→ Data provided
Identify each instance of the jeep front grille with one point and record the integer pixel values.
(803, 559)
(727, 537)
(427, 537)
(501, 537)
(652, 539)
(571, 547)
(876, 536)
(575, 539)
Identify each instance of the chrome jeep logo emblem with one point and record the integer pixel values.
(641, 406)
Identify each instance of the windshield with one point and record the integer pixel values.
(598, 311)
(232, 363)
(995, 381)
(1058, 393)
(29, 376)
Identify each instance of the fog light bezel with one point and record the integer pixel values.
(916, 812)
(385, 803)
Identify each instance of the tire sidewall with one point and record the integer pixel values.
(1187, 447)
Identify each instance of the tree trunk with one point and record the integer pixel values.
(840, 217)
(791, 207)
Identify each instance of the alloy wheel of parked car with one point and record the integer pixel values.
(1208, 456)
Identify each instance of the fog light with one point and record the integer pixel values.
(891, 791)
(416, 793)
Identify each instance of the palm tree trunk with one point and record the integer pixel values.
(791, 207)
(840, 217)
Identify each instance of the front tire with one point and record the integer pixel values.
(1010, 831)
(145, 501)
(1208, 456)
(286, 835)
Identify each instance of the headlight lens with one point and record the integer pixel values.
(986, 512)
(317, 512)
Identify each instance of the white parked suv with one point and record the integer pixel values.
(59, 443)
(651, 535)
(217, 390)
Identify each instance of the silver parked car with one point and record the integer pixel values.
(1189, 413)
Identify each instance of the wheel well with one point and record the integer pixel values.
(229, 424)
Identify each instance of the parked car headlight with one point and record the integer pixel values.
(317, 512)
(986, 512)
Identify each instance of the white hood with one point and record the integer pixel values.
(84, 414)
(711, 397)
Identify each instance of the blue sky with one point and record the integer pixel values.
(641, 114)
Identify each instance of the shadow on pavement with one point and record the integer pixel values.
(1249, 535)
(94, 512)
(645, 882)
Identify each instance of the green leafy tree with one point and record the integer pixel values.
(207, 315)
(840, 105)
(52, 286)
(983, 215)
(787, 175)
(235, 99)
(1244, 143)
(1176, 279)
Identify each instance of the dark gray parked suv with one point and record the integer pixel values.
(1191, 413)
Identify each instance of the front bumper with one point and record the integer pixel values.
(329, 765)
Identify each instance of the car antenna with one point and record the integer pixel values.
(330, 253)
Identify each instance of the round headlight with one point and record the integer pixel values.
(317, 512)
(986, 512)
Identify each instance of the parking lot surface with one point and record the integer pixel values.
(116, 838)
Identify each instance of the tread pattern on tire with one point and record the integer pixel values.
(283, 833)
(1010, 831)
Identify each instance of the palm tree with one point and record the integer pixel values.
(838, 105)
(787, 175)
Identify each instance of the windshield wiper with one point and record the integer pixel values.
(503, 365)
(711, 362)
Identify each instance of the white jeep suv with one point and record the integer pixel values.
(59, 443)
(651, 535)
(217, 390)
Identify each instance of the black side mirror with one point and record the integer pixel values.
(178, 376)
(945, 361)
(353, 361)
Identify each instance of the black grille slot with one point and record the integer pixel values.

→ Assigned task
Emit only the final stretch of the records: the line containing "Identify each instance of the parking" through the end, each line exactly as it stands.

→ Answer to the problem
Identify each instance of the parking lot surface with one point and record the integer pixel values.
(116, 838)
Identify each instance of the tread pattern on tire with one point and record the integer pixel values.
(283, 833)
(1010, 831)
Identify each instance of the palm tree with one point and record the integer pixel values.
(838, 105)
(787, 175)
Identify each instance of the windshield wiper with one point and record the integer pixel values.
(503, 365)
(711, 362)
Identify each instance of the white jeep suv with one point and record the integer pixel values.
(59, 443)
(651, 535)
(217, 390)
Identify each instance of the black side mirror with one point and record the integer pixel values.
(178, 376)
(945, 361)
(353, 361)
Identify each instance of the black grille slot with one point and record the integer pixel values.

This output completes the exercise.